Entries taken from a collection

┌────────

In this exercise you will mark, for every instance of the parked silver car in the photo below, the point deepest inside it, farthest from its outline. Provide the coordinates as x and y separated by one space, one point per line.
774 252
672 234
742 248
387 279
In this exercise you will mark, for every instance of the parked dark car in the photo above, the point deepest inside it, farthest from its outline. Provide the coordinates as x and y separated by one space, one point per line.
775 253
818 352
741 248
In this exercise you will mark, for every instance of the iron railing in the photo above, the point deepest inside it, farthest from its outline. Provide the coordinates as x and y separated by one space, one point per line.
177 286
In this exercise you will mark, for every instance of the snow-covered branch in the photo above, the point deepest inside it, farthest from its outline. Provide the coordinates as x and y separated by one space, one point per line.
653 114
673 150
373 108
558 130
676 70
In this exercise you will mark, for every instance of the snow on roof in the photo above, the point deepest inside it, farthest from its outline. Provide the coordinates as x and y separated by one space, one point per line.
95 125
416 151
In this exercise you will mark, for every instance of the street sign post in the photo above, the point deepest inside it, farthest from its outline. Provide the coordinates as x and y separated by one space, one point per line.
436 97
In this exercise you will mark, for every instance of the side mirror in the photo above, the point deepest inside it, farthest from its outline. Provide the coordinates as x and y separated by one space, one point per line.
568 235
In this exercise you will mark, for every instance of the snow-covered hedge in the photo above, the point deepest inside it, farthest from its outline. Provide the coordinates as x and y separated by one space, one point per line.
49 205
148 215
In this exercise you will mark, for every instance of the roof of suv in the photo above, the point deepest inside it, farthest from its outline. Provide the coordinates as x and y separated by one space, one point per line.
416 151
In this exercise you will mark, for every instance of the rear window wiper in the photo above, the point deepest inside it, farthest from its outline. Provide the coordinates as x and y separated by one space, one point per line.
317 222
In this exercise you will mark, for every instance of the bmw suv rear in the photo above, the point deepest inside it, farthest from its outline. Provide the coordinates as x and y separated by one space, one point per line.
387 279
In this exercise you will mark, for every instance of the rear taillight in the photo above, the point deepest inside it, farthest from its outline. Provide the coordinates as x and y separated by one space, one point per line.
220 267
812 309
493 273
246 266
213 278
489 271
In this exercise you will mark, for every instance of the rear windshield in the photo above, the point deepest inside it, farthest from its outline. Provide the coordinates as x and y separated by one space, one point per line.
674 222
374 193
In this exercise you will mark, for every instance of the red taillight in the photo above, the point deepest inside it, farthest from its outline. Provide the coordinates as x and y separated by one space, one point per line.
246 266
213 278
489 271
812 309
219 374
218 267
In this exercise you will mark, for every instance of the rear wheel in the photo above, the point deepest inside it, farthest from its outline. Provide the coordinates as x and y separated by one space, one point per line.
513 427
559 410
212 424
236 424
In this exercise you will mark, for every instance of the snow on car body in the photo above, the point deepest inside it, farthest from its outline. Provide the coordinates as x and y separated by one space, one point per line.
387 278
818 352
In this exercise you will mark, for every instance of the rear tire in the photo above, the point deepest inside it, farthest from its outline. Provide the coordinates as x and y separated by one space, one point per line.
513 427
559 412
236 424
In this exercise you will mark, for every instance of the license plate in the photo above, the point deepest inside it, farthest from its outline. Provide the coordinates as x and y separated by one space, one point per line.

└────────

In full and word for word, repeat the records.

▶ [TASK RESULT]:
In this exercise you will mark, for every instance of the parked silver car in the photo below, the point deepest inside it, farthest from its outline. Provide the coordinates as x and y separated by one space, one point per line.
774 252
672 234
742 248
387 279
In this exercise you will mark, for every instance of the parked dark car in the photo above, the point deepest inside it, farthest from its outline. Provide the coordinates as x and y separated by one space, one point per line.
775 253
818 352
741 248
In this exercise you will mark, for every instance of the iron railing in the photo above, the point deepest inside it, farthest from its outline. Provide the coordinates as x and y separated by one space, one point per line.
177 286
In this exercise you will mark, for every instance of the snow-covered branch in the photo above, the point deepest inside it, farthest from its outline. Provide the coordinates as x and y separated by one space, one point per line.
653 114
673 150
373 108
558 130
676 70
In this exercise you will mark, for every instance of the snow on roof in the photo above, the point deepest inside it, farthest from its outline. Provide the coordinates as x and y separated by one space, one point per line.
95 125
416 151
In this exercise you will mark, for every instance of the street sign post in the photo above, the point deepest inside it, farthest from its outline. Provide the coordinates as x and y separated by one space, one point per line.
436 97
In this exercise you will mark, for every instance of the side mirror in the photo above, the point deepest inside it, farthest from its outline. Provide the coordinates as x and y separated by one space, one point per line.
568 235
In this exercise you will mark, for every instance of the snow-covered hedge in the photo above, the point deepest inside it, farthest from its outline. Provide the coordinates as x and y separated by one space, one point per line.
49 205
148 215
In this exercise you will mark, for every instance of the roof of suv in the photo above, the point deepest inside it, farthest from its outline. Provide the coordinates as x and y separated by one space, one point per line.
416 151
In this exercise you will mark, for every instance of the rear window wiper in the photo above, the point deepest inside it, farthest from its outline. Provide the coordinates as x and y separated by one space, one point per line.
317 222
In this exercise you will mark, for every instance of the bmw suv rear in the photo above, the point deepest inside it, farthest from its outline. Provide the coordinates as x and y separated by one space, one point per line.
387 279
In this exercise you will mark, for every instance of the rear taillight in the photo above, the point deepest inside it, farthest from its outline. Provide the coordinates as x and y separated by one space, one point per line.
220 267
812 309
493 273
246 266
213 278
489 271
In this exercise you will mark, for every instance of the rear windshield in the photo above, the point deepest inside it, farthest from its outline. Provide the coordinates as x and y separated by one space, one point per line.
674 222
374 193
In this exercise you will mark, for every instance of the red taillight in the photo above, the point deepest inside it, farthest from its outline. Provide the coordinates as x and y separated by one space, one point per line.
246 266
213 278
489 271
812 309
219 374
218 267
In this exercise you will mark, for every instance of the rear wheel in the photo above, the point deepest inside it, farthest from its outline. Provide the coordinates as x and y separated by one space, one point per line.
513 427
559 410
212 424
236 424
In this exercise you will mark, for every instance of the snow on car body in the photo above, the point deepest inside it, farthest from its outline. Provide the coordinates as x and y separated by one space, one point per line.
387 278
818 352
In this exercise you will mark, for every instance of the rear tire in the photo above, the point deepest inside it, farthest from its outline. Provide the coordinates as x and y separated by one space, one point per line.
513 427
559 412
236 424
In this exercise you will mark, for every instance of the license plate in the photo above, the point deepest inside it, farthest from its outline. Provide the coordinates as x and y separated by one space, one point per line.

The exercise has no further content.